Exercise objective:
Please pull out every line of the data below that contains the string "socks". Case matters, so treat uppercase and lowercase letters as different.

Data for this exercise:

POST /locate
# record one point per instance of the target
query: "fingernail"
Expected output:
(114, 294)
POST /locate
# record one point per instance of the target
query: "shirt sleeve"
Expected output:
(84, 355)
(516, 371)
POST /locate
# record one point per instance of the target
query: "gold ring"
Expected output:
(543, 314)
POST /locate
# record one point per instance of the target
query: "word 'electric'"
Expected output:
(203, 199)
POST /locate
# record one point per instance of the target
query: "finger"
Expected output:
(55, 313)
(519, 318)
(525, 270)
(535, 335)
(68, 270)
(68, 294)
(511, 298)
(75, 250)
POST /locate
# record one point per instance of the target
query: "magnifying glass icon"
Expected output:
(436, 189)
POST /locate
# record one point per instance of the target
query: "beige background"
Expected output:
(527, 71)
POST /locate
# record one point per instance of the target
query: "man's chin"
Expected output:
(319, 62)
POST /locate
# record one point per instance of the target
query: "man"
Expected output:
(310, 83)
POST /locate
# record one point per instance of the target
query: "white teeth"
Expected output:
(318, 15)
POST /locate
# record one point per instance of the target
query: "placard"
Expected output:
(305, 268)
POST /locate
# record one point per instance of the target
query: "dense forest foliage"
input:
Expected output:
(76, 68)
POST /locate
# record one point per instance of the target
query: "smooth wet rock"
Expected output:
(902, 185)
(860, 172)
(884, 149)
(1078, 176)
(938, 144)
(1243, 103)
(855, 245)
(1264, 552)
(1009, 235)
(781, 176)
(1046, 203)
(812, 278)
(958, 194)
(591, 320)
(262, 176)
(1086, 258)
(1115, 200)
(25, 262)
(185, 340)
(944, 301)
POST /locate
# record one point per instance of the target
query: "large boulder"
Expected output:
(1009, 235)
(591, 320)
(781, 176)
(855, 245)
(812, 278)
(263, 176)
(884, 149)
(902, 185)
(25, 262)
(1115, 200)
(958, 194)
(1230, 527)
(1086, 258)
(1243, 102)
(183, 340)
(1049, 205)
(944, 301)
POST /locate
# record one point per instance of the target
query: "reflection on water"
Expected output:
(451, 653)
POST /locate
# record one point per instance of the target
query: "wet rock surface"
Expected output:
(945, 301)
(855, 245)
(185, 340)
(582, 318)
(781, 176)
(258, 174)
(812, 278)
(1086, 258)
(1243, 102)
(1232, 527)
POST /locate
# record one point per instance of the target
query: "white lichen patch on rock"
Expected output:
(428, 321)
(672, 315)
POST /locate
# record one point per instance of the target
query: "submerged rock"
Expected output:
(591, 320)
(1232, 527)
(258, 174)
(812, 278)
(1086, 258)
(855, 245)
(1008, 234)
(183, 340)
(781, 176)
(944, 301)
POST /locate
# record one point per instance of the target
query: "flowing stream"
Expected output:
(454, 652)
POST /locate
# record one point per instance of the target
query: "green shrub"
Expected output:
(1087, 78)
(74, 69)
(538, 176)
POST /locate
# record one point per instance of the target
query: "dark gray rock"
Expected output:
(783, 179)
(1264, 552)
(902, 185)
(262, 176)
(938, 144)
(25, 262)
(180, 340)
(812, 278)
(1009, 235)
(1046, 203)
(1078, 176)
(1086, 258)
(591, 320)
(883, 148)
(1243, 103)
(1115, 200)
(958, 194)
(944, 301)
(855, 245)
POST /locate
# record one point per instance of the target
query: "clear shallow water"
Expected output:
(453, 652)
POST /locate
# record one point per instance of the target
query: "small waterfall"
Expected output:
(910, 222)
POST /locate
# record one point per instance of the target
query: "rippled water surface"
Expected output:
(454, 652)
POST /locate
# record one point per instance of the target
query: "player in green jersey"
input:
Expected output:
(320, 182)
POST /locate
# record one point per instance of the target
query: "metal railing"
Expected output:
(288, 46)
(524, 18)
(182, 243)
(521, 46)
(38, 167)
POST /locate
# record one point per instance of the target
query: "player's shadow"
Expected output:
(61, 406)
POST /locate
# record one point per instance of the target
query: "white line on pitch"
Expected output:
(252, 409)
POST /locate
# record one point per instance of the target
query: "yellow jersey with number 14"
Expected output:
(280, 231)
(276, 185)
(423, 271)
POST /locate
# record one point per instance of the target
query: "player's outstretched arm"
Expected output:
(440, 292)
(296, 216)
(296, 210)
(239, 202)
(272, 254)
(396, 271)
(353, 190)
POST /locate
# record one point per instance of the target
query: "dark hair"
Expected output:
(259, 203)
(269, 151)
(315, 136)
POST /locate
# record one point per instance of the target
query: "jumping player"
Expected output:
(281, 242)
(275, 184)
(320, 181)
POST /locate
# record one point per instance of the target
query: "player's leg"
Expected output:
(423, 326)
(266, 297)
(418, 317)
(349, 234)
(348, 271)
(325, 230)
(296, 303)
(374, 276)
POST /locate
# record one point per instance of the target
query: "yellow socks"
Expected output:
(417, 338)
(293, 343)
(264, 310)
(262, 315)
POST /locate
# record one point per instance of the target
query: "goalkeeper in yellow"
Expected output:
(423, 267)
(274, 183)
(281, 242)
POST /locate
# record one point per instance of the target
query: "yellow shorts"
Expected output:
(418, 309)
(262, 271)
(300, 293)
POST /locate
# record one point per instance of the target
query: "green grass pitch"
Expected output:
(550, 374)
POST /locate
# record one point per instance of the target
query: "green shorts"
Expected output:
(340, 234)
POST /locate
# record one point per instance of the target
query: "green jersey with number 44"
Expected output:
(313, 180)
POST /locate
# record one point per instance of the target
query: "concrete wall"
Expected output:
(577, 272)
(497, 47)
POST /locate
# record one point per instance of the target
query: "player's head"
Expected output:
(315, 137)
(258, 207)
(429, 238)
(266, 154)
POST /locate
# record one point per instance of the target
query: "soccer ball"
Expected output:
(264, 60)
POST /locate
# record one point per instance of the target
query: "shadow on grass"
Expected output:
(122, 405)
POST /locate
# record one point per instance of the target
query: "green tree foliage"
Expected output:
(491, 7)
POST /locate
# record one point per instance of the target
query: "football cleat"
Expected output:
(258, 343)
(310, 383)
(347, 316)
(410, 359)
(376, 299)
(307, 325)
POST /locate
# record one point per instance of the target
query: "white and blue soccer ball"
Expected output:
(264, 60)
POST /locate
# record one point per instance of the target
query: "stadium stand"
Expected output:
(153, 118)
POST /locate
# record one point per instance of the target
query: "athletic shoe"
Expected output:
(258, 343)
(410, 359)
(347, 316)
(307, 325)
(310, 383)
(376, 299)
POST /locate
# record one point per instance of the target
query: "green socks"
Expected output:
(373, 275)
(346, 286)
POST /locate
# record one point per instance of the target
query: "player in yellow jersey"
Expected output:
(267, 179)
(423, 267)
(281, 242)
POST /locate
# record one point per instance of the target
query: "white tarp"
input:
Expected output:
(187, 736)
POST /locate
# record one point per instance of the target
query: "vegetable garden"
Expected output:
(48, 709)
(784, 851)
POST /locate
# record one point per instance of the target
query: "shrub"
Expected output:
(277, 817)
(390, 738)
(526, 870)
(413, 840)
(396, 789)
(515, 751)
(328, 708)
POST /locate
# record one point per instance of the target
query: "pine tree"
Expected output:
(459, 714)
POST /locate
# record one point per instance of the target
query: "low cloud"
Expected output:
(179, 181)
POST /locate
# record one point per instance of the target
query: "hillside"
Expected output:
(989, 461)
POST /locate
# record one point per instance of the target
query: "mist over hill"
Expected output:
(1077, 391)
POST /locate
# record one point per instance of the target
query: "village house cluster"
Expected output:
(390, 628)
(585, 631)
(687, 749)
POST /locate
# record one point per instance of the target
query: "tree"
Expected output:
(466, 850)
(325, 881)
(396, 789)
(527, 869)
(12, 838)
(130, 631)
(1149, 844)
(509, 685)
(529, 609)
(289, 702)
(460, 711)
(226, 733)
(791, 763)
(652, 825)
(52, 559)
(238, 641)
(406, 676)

Written response:
query: "yellow socks"
query: "green socks"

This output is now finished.